Webster's 1828 Dictionary
Money

MONEY, noun plural moneys.

1. Coin; stamped metal; any piece of metal, usually gold, silver or copper, stamped by public authority, and used as the medium of commerce. We sometimes give the name of money to other coined metals, and to any other material which rude nations use a medium of trade. But among modern commercial nations, gold, silver and copper are the only metals used for this purpose. Gold and silver, containing great value in small compass, and being therefore of easy conveyance, and being also durable and little liable to diminution by use, are the most convenient metals for coin or money which is the representative of commodities of all kinds, of lands, and of every thing that is capable of being transferred in commerce.

2. Bank notes or bills of credit issued by authority, and exchangeable for coin or redeemable, are also called money; as such notes in modern times represent coin, and are used as a substitute for it. If a man pays in hand for goods in bank notes which are current, he is said to pay in ready money

3. Wealth; affluence.

MONEY can neither open new avenues to pleasure, nor block up the passages of anguish.


Naves Topical Index
Money Changers

Webster's 1828 Dictionary
Moneyage

MONEYAGE, noun Anciently, in England, a general land tax levied by the two first Norman kings, a shilling on each hearth.


Webster's 1828 Dictionary
Money-bag

MONEY-BAG, noun A bag or purse for holding money.


Webster's 1828 Dictionary
Money-box

MONEY-BOX, noun A box or till to hold money.


Webster's 1828 Dictionary
Money-broker

MONEY-BROKER, noun A broker who deals in money.

————————

Pick up the dictionary entries on money after the last one shown and write the next few.

Natural-language object grounding data
————————

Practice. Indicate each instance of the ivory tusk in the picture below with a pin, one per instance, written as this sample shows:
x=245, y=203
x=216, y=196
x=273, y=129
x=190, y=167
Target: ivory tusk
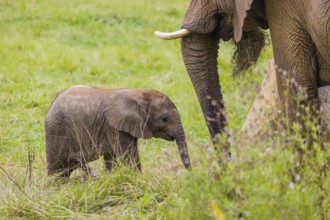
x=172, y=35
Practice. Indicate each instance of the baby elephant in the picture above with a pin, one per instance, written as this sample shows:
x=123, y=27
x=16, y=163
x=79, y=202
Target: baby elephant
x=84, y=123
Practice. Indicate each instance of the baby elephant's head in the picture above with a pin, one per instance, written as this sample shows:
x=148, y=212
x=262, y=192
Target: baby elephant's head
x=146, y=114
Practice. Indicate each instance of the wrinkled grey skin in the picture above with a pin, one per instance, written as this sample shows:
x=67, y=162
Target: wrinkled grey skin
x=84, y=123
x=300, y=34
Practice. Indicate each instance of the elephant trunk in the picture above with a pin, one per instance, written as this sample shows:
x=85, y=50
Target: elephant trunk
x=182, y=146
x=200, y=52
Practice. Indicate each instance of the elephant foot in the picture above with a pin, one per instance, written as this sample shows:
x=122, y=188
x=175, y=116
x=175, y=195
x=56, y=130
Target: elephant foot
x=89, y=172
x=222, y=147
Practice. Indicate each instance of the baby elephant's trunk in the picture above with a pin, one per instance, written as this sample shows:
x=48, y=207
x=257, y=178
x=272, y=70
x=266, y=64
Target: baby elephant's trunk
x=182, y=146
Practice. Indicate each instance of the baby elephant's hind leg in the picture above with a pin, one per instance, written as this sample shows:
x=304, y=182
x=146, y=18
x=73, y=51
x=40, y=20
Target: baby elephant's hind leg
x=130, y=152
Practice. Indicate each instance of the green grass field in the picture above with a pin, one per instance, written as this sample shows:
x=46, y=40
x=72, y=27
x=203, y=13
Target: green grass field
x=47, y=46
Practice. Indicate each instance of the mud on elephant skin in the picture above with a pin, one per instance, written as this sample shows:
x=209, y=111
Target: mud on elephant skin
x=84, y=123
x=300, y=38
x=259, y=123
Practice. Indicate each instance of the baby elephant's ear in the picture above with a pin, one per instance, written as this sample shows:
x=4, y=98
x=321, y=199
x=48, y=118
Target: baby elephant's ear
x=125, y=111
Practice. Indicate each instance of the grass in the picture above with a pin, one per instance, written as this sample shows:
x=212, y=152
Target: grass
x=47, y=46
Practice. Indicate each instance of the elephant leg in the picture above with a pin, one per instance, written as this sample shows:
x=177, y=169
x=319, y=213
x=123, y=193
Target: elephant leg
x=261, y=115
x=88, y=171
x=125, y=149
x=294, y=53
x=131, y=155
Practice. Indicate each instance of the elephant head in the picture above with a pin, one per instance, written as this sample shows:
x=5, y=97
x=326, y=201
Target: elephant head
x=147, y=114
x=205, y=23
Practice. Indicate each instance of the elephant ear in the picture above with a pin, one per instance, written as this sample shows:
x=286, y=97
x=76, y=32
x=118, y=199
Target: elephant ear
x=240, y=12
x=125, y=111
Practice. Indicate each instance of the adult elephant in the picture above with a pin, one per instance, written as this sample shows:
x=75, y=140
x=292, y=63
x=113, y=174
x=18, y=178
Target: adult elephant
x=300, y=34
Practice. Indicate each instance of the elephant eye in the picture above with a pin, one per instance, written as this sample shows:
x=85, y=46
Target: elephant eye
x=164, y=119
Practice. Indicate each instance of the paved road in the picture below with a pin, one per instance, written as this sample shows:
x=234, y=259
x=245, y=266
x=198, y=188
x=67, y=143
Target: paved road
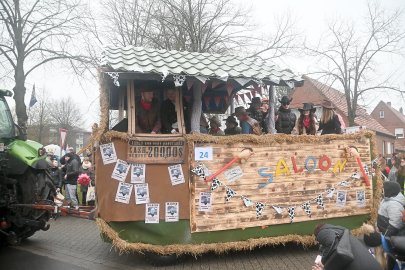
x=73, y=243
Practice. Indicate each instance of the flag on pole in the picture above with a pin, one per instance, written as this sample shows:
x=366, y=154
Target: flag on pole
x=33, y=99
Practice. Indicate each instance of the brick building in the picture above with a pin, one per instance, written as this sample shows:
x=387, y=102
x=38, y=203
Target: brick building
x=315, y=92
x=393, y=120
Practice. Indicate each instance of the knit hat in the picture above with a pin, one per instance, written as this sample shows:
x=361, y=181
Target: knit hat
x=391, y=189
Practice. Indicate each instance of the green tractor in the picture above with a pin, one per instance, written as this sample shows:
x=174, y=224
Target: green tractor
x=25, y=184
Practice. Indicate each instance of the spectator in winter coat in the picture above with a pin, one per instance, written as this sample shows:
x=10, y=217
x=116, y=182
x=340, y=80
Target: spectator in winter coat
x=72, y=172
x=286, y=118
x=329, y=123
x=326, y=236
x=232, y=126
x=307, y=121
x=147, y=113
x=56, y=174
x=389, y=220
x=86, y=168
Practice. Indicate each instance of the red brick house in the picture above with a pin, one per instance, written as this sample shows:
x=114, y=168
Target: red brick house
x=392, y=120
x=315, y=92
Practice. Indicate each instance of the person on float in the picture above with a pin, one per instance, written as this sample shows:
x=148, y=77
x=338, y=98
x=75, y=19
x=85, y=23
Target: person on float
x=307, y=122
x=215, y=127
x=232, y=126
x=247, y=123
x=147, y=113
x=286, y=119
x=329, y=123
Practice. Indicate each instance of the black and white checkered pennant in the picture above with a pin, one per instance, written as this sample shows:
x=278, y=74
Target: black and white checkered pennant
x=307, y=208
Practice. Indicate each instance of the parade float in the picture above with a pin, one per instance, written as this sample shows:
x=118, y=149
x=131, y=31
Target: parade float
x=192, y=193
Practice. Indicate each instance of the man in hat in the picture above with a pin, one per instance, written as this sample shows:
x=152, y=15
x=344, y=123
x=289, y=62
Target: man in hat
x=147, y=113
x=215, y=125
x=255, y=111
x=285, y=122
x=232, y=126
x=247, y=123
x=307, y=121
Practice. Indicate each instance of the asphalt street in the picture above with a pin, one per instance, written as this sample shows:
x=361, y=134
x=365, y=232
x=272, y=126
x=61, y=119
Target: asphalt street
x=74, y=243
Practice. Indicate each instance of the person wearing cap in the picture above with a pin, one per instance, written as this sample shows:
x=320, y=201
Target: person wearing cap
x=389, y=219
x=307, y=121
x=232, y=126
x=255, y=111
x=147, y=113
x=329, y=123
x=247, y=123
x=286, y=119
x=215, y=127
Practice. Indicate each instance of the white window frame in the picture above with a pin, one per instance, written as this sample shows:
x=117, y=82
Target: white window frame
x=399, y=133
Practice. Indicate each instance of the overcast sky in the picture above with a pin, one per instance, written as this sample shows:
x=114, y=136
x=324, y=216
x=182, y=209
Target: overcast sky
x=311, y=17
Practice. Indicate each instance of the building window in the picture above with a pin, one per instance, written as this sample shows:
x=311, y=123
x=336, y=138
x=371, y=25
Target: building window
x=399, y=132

————————

◆ Answer box ◆
Easton's Bible Dictionary
Moneychanger

(Matthew 21:12; Mark 11:15; John 2:15). Every Israelite from twenty years and upwards had to pay (Exodus 30:13-15) into the sacred treasury half a shekel every year as an offering to Jehovah, and that in the exact Hebrew half-shekel piece. There was a class of men, who frequented the temple courts, who exchanged at a certain premium foreign moneys for these half-shekels to the Jews who came up to Jerusalem from all parts of the world. (See PASSOVER.) When our Lord drove the traffickers out of the temple, these money-changers fared worst. Their tables were overturned and they themselves were expelled.


Webster's 1828 Dictionary
Money-changer

MONEY-CHANGER, noun A broker who deals in money or exchanges.


Smith's Bible Dictionary
Moneychangers

(Matthew 21:12; Mark 11:15; John 2:15) According to (Exodus 30:13-15) every Isr'lite who had reached or passed the age of twenty must pay into the sacred treasury, whenever the nation was numbered, a half-shekel as an offering to Jehovah. The money-changers whom Christ, for their impiety, avarice and fraudulent dealing, expelled from the temple were the dealers who supplied half-shekels, for such a premium as they might be able to exact, to the Jews from all parts of the world who assembled at Jerusalem during the great festivals, and were required to pay their tribute or ransom money in the Hebrew coin.


Webster's 1828 Dictionary
Moneyed

MONEYED, adjective Rich in money; having money; able to command money; used often in opposition to such as have their wealth in real estate.

Invite moneyed men to lend to the merchants.

1. Consisting in money; as moneyed capital.


Webster's 1828 Dictionary
Moneyer

MONEYER, noun A banker; one who deals in money.

1. A coiner of money. [Little used in either sense.]


Webster's 1828 Dictionary
Money-lender

MONEY-LENDER, noun One who lends money.


Webster's 1828 Dictionary
Moneyless

MONEYLESS, adjective Destitute of money; pennyless.


Webster's 1828 Dictionary
Money-matter

MONEY-MATTER, noun An account consisting of charges of money; an account between debtor and creditor.


Webster's 1828 Dictionary
Money-scrivener

MONEY-SCRIVENER, noun A person who raises money for others.


Webster's 1828 Dictionary
Money-spinner

MONEY-SPINNER, noun A small spider.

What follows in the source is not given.